§ EXERCISE PROMPT: Return each entry word for word and skip its pictures.

= = =

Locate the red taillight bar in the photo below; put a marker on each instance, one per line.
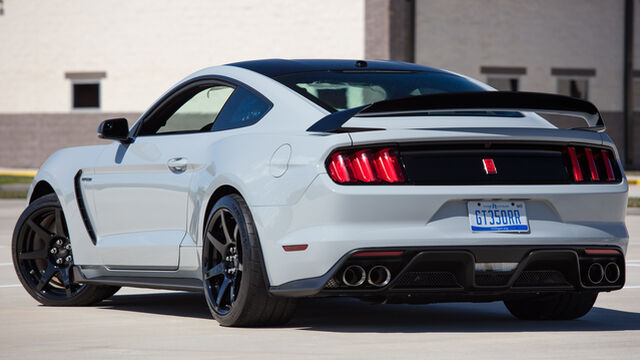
(575, 165)
(388, 166)
(365, 166)
(362, 168)
(592, 165)
(377, 253)
(595, 163)
(607, 165)
(340, 169)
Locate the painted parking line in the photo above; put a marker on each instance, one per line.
(10, 286)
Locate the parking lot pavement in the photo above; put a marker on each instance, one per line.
(140, 323)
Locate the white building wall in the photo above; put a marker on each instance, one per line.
(463, 35)
(145, 46)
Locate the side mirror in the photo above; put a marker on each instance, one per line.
(115, 129)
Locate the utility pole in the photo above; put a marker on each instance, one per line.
(628, 82)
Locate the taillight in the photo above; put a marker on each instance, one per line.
(575, 165)
(365, 166)
(340, 169)
(362, 167)
(590, 165)
(388, 166)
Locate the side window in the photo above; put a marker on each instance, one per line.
(244, 108)
(199, 112)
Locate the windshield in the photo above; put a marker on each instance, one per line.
(343, 90)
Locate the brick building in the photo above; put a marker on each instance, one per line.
(67, 65)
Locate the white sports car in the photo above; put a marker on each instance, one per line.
(263, 181)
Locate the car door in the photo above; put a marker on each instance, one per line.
(140, 191)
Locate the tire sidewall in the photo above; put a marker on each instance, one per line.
(248, 238)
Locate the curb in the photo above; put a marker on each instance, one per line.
(29, 173)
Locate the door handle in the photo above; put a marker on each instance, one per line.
(177, 165)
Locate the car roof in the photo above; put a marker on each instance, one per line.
(277, 67)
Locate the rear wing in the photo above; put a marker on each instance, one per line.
(468, 101)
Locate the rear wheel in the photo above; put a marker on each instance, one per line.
(43, 257)
(553, 307)
(233, 275)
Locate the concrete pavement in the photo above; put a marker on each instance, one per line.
(139, 323)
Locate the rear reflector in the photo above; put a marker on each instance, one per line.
(378, 253)
(301, 247)
(365, 166)
(602, 252)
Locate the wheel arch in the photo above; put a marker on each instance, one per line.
(41, 189)
(220, 192)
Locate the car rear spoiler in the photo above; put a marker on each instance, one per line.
(468, 101)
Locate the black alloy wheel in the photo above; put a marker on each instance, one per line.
(43, 257)
(233, 274)
(222, 261)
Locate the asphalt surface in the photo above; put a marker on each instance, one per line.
(139, 323)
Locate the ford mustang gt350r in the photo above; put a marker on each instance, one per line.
(263, 181)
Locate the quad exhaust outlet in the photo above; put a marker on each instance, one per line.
(354, 275)
(595, 273)
(612, 272)
(379, 276)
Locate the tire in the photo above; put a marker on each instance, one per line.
(46, 273)
(233, 272)
(555, 307)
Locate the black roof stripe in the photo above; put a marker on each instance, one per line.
(277, 67)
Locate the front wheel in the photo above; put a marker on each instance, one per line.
(43, 257)
(233, 271)
(553, 307)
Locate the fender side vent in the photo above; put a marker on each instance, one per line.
(82, 207)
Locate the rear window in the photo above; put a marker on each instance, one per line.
(341, 90)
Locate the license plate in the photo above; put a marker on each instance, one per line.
(498, 216)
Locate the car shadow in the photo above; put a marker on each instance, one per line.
(346, 315)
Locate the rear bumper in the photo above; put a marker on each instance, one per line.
(454, 274)
(334, 220)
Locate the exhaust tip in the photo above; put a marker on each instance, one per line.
(612, 272)
(379, 276)
(354, 275)
(595, 273)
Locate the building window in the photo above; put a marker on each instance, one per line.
(574, 87)
(86, 95)
(85, 90)
(503, 78)
(573, 82)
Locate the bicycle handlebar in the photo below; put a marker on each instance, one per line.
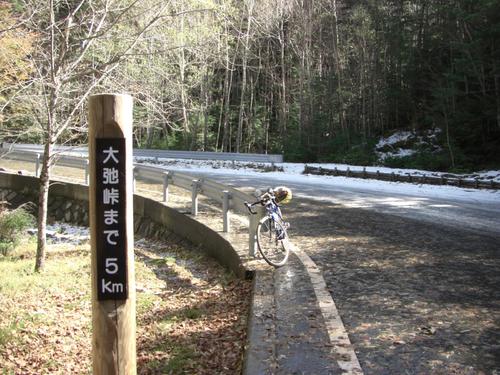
(249, 206)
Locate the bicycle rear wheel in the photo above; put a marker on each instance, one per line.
(270, 240)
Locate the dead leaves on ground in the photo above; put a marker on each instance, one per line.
(191, 319)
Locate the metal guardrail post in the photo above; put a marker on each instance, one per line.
(87, 172)
(225, 211)
(194, 197)
(134, 180)
(165, 186)
(37, 165)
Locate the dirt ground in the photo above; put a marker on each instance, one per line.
(415, 298)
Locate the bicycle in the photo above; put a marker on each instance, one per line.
(272, 236)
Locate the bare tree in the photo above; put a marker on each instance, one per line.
(74, 56)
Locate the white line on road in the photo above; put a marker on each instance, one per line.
(342, 347)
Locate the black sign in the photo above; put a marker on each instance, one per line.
(111, 219)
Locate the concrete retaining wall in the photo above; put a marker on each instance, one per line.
(69, 202)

= = =

§ RESPONSE TO THE TASK:
Locate the red taillight bar in the photo below; put a marker on each instance, one per line.
(575, 165)
(388, 166)
(365, 166)
(362, 168)
(592, 165)
(377, 253)
(595, 163)
(607, 165)
(340, 169)
Locate the painted parking line in the photo above; put a marker on each instance, one per line.
(10, 286)
Locate the parking lot pavement in the photo above; put a marker on each instance, one per line.
(140, 323)
Locate the white building wall in the photo above; put a marker on each instance, one per line.
(463, 35)
(145, 46)
Locate the side mirror in the photo above; put a marker on each instance, one per line.
(115, 129)
Locate the utility pole in the photo above; put a marker on each instance, one per line.
(628, 82)
Locate the taillight in the photo above; put a marker on each instance, one per line.
(575, 165)
(365, 166)
(340, 169)
(362, 167)
(590, 165)
(388, 166)
Locate the side window in the photo above; put a marker on each instance, one per line.
(244, 108)
(199, 112)
Locate the windshield in the photo above; put a marker on each instance, one per line.
(343, 90)
Locate the brick building in the photo above; put a marker on each instance, one per line.
(67, 65)
Locate the white sports car in the photo above; put a marker on each instance, one per line.
(263, 181)
Locate the car door in the photo above; put a marker on each instance, one per line.
(140, 191)
Locate the tire sidewall in the photo above; put a marker on each instance, one per line.
(248, 238)
Locate the curb in the photo above; put a marker on each instance, one per line.
(29, 173)
Locate the door handle in the photo above; put a marker on each instance, one per line.
(177, 165)
Locate the car roof in the photo above; put a marker on each instance, one per line.
(277, 67)
Locate the rear wing in the photo above; put a marker on each instance, one per line.
(468, 101)
Locate the rear wheel in the photo above; put a marker on each instance, one per line.
(43, 257)
(553, 307)
(233, 275)
Locate the concrete pavement in the photo above; put a marker on each instance, one per line.
(139, 323)
Locate the rear reflector in the photo above; put a marker on each instance, one per line.
(378, 253)
(301, 247)
(365, 166)
(602, 252)
Locate the wheel arch in the photo above; put a marker on each instance, one per line.
(41, 189)
(220, 192)
Locate the car rear spoiler in the photo above; put a marker on each instance, one per line.
(468, 101)
Locate the black alloy wheel in the photo above; put a marker on each instance, one per line.
(43, 257)
(233, 274)
(222, 261)
Locate the asphalt surface in the photo above; put a marker on each instance, one per line.
(139, 323)
Locate the ford mustang gt350r in the photo above; put a marker on each instance, one per line.
(263, 181)
Locate the quad exhaust outlet in the photo above; put a marker on each instance, one per line.
(354, 275)
(595, 273)
(612, 272)
(379, 276)
Locate the tire in the photo above; put a marker on each instance, one per line.
(46, 273)
(233, 272)
(555, 307)
Locate the black roof stripe in the photo above; put a marker on each instance, one per line.
(277, 67)
Locate the front wheel in the photo above; put a marker on each instance, one per line.
(43, 257)
(233, 271)
(553, 307)
Locate the fender side vent in the photo above; put a marker on each instance, one per line.
(82, 207)
Locate the rear window in the photo above; put a marker on each instance, one per line.
(341, 90)
Locate the license plate in the photo above; put a marker on each instance, one per line.
(498, 216)
Locate the car shadow in the photo above; put a marker on each instance, one per line.
(346, 315)
Locate the rear bumper in the photo above; put a marker on each instance, one per line.
(454, 274)
(334, 220)
Locate the exhaust tip in the photo above; put a marker on each instance, one per line.
(612, 272)
(379, 276)
(354, 275)
(595, 273)
Locate the building window in the photo above; put a marker on each instance, one per line.
(574, 87)
(86, 95)
(85, 90)
(503, 78)
(573, 82)
Locate the bicycle handlebar in the photo below; put a marker on each instance, one per line.
(249, 206)
Locate the bicycle rear wheel in the photo above; put a marker on each instance, one per line.
(270, 240)
Locate the dead leaves on ground in the photo above; put a marker on each instance, one per line.
(191, 319)
Locate the metal guardrail post in the photo above; put a marker on each instance, one per line.
(87, 172)
(225, 211)
(194, 197)
(134, 180)
(165, 186)
(37, 165)
Locate the dirt ground in the photo above; put a marker on each instance, one per line.
(415, 298)
Locate the bicycle in the photo above; put a marker on each instance, one per line.
(272, 236)
Locate the bare tree in the photo above; put a marker on each instance, one per line.
(74, 56)
Locate the white line on road in the photo above; put a marker on each instance, one per line.
(342, 347)
Locate the black sign in the photo above; put a marker on each instance, one per line.
(111, 219)
Locate the concrete retaining wall in the photo above; put a marker on each instance, one per line.
(69, 202)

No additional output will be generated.